### Selected passage
____

Well, I guess we are officially at that point in our
relationship where Martin and I have started talking about having kids. It has been over a year since we got married
and neither of us are getting any younger (and I definitely want to be a
somewhat younger MILF if still possible), so this past Christmas, on our two
week vacation of just “us” time, we seriously started the long awaited “when
are we going to have kids”
conversations. I am sure you all
know the one…or maybe ours was different, who knows…ours revolved around me
being an over-planner and Martin being overly excited. The gist of it went like this: there is no
perfect time to have a baby and even if you tried to plan it to the day, month,
season, etc. nature will fight back so, knowing the odds, when is the least
disruptive time to really do this…that is of course planning around vacations,
weddings, work schedules and my potential discovery on some amazing reality show
competition that I have not yet signed up for.
Man we are busy people, when will we find time to actually have a
baby! As a side note, I can appreciate
the irony that two childless adults are attempting to find the least disruptive
time to get pregnant, since once pregnant, everything will be disruptive.
Figuring out the timing was only one aspect of the
conversation though. The bigger
discussion was how to prepare for the unknown experiences and challenges this
pregnancy and ultimately baby may bring us.
I thankfully have an amazing group of mom friends (you all included) that
have candidly told me all of the stories of pregnancies and child rearing (and
if anything was held back in these stories, I am more concerned than ever since
what I have heard so far is enough to make me cry)… nine months of morning
sickness, migraines, stretch marks, swollen ankles, back pains, horrendous mood
swings, bad gas, bladder control issues, 50 lbs of weight gain, and sleepless
nights (not just for the nine months but for the rest of your life). I already can’t touch my toes and am
uncomfortably close in comparable weight to Martin. I can only imagine what
this “gift from God” will do to me, my body and mental state.

____

### Raw data

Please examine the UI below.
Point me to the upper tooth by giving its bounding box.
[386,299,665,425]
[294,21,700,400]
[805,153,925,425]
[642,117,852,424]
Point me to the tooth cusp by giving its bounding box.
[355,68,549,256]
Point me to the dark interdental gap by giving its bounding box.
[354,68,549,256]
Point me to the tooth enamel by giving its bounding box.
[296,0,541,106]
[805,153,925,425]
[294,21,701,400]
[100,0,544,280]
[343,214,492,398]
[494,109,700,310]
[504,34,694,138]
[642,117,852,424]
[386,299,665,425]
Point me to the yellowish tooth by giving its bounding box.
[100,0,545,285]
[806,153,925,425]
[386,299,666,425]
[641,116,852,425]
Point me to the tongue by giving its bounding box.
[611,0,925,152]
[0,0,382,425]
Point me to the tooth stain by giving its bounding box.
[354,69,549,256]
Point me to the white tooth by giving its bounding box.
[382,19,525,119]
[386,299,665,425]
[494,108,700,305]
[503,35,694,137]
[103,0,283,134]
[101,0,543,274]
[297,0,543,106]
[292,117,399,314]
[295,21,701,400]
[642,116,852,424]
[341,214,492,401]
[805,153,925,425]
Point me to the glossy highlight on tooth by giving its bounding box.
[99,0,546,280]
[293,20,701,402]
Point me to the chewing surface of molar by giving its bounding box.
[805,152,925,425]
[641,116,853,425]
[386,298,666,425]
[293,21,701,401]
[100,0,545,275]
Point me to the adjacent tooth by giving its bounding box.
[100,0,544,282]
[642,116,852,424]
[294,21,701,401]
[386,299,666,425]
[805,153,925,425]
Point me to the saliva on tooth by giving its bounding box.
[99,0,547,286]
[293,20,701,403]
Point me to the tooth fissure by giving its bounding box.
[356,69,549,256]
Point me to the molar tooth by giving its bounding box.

____

### Written tasks
**a)** In the post about having kids, how long had the couple been married when they began talking about having kids?
**b)** Reproduce the post about having kids from "Man we are busy" up to and including "will be disruptive.".
The entries after the post about having kids are separate material.

### Answers given
**a)** Over a year.

**b)**
Man we are busy people, when will we find time to actually have a
baby! As a side note, I can appreciate
the irony that two childless adults are attempting to find the least disruptive
time to get pregnant, since once pregnant, everything will be disruptive.